Working data:
::::
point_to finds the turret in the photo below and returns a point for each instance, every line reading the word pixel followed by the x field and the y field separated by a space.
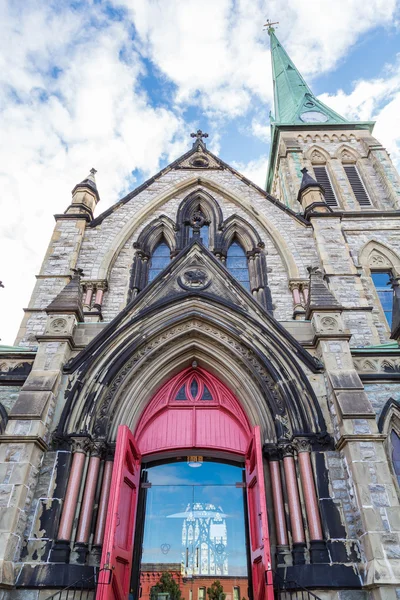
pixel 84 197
::::
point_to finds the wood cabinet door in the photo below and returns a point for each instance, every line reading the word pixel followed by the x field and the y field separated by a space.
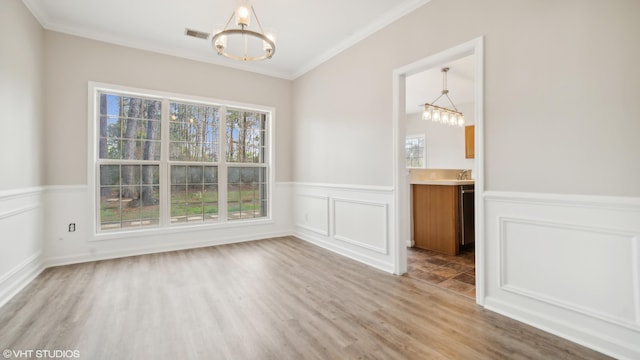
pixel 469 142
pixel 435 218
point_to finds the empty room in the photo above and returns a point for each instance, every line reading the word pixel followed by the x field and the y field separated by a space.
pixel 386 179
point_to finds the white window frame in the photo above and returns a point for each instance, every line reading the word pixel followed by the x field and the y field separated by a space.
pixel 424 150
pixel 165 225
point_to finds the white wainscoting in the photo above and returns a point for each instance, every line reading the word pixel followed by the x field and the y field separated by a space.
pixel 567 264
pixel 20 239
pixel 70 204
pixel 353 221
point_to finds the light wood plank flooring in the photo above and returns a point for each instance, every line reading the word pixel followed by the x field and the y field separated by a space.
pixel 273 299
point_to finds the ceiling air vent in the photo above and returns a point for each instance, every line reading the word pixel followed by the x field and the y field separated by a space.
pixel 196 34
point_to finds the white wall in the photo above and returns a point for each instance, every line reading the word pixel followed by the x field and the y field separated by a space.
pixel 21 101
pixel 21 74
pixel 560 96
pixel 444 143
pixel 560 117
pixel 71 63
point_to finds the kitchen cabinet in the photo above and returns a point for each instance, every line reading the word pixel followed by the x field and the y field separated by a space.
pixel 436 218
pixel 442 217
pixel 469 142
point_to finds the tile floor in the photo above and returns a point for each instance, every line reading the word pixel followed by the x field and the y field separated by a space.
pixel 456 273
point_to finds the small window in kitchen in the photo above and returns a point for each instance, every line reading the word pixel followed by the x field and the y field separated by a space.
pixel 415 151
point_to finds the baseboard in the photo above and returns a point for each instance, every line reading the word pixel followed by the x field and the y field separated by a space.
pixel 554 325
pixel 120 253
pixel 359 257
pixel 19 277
::::
Your goal:
Copy out the lines without any change, starting at the line that contains "point_to finds the wood" and ending after the line that contains "pixel 273 299". Leave the picture out of your copy.

Exercise output:
point_to finds the wood cabinet door in the photo below and returns a point for each instance, every line reading the word pixel followed by the x field and the y field separated by a space.
pixel 469 142
pixel 435 218
point_to finds the empty room in the photo above and returns a point for each instance, every line reading the word pixel followed by the x field and the y field separated by a space.
pixel 386 179
point_to finds the white window frame in the photo above and returns a point for each instance, every line reading the word pixel followed by the x field and the y field separated by a space.
pixel 424 150
pixel 165 225
point_to finds the white wainscoting in the photo above and returns a point for each instance, every line reading the word pixel followed by the x field and the y field separated by a space.
pixel 567 264
pixel 20 239
pixel 70 204
pixel 353 221
point_to finds the light wood plank flooring in the photo above and returns a point for each instance, every line reading the word pixel followed by the x field and the y field separated by a space.
pixel 273 299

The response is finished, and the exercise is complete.